What to do: The expected output is the line bearing "Where can the teal" followed by all remaining lines of the records, each restated word for word.

Provided entries:
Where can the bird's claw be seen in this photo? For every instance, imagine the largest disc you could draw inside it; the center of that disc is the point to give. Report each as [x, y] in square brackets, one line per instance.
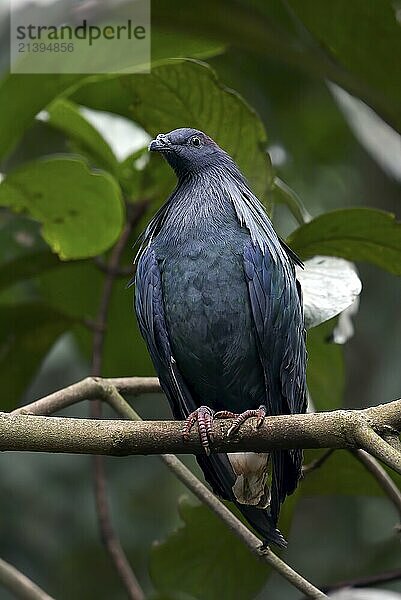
[260, 413]
[204, 417]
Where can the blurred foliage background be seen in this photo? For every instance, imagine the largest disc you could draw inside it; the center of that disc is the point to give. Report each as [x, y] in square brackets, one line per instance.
[74, 155]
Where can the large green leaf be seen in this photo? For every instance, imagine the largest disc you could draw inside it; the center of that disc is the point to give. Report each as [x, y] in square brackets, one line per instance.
[205, 560]
[355, 234]
[349, 43]
[124, 351]
[325, 372]
[188, 94]
[28, 331]
[65, 116]
[81, 211]
[22, 96]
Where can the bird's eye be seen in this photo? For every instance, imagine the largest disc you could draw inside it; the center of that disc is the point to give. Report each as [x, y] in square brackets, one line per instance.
[196, 141]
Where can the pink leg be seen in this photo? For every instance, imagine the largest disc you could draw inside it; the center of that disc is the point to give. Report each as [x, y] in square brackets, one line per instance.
[260, 413]
[204, 417]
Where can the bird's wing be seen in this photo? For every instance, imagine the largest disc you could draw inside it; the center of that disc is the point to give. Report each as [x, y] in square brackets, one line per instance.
[276, 305]
[150, 313]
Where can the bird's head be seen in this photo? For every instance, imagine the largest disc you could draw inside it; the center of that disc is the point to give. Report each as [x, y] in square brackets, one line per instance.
[188, 150]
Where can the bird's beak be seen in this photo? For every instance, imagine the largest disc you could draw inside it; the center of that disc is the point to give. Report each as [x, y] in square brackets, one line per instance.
[159, 144]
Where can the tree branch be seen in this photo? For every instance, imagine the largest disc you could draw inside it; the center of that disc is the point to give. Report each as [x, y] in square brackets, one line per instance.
[336, 429]
[110, 394]
[19, 584]
[107, 534]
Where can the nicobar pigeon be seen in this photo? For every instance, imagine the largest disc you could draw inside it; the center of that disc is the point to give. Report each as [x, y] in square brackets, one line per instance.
[220, 309]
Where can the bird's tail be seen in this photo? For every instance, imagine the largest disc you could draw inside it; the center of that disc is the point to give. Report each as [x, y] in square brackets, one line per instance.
[221, 477]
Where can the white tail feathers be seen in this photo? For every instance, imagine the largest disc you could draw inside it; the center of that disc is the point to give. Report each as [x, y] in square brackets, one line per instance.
[251, 486]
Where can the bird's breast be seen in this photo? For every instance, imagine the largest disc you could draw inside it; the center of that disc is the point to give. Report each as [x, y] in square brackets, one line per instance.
[210, 324]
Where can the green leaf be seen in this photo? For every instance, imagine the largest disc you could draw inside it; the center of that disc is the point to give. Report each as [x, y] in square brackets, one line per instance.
[355, 234]
[28, 333]
[22, 96]
[360, 38]
[348, 43]
[188, 94]
[81, 211]
[205, 560]
[325, 371]
[65, 116]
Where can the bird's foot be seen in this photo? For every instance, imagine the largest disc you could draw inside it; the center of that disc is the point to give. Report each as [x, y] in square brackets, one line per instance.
[204, 417]
[239, 419]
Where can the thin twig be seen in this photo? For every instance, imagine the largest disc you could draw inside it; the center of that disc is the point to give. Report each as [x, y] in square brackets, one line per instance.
[207, 497]
[108, 535]
[19, 584]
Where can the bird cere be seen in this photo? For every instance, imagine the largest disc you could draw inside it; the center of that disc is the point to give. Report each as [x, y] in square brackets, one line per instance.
[220, 309]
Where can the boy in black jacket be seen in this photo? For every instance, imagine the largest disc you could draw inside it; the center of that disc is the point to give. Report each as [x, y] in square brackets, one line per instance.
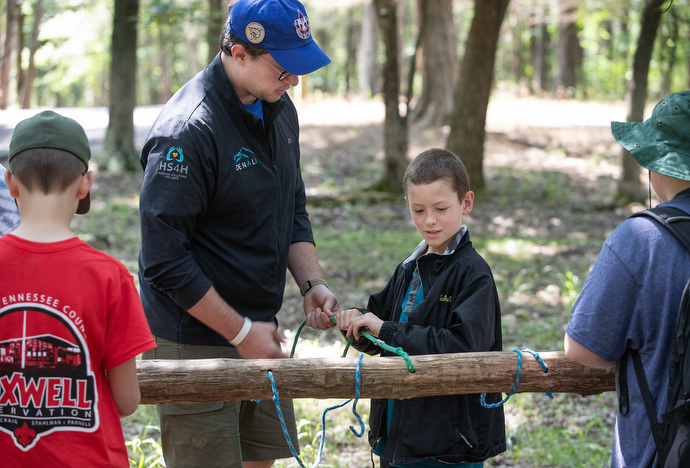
[442, 299]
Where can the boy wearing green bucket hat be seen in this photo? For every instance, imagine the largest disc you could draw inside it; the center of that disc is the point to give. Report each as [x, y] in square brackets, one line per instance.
[71, 321]
[632, 295]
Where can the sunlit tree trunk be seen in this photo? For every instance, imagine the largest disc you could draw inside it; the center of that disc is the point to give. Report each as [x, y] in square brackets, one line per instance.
[20, 47]
[630, 187]
[9, 48]
[540, 48]
[669, 48]
[369, 73]
[352, 43]
[119, 154]
[395, 136]
[440, 62]
[27, 87]
[568, 49]
[216, 21]
[472, 92]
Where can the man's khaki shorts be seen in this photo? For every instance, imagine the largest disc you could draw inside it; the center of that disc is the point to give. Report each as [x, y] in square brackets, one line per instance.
[220, 433]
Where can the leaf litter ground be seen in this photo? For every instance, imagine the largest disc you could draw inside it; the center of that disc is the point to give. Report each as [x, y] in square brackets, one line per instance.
[550, 169]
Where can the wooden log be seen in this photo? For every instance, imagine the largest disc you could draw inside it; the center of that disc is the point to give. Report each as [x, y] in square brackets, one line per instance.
[164, 381]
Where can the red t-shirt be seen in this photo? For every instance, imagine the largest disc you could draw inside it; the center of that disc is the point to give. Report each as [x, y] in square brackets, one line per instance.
[68, 313]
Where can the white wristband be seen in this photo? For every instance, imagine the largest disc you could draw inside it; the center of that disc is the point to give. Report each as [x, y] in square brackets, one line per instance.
[243, 333]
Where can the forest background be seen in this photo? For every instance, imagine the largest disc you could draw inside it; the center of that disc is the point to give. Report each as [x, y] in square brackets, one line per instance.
[522, 90]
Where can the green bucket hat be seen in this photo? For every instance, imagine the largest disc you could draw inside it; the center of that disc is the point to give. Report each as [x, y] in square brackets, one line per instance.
[662, 143]
[48, 129]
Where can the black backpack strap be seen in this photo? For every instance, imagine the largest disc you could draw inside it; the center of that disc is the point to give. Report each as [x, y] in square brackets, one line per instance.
[647, 398]
[675, 220]
[678, 223]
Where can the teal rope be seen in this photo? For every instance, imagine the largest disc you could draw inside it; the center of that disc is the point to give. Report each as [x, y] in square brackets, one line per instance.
[517, 378]
[381, 344]
[275, 398]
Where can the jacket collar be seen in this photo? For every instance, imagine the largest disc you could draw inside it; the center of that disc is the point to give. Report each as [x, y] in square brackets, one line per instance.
[422, 248]
[216, 74]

Exercise result:
Where can the teal rope be seen in this photo? For every instance, imagine the largest disc you could draw inside it; the center of that disc is the point to give. Report each as [x, y] in square brackets, one line per instance.
[517, 378]
[381, 344]
[275, 398]
Where can the jacket collar be seen in this photo? For every instance, imagine the largest disc you could draw inside it; the center of that disc is the point to give. Report each as [x, y] in square brackets, one line per instance.
[422, 248]
[216, 74]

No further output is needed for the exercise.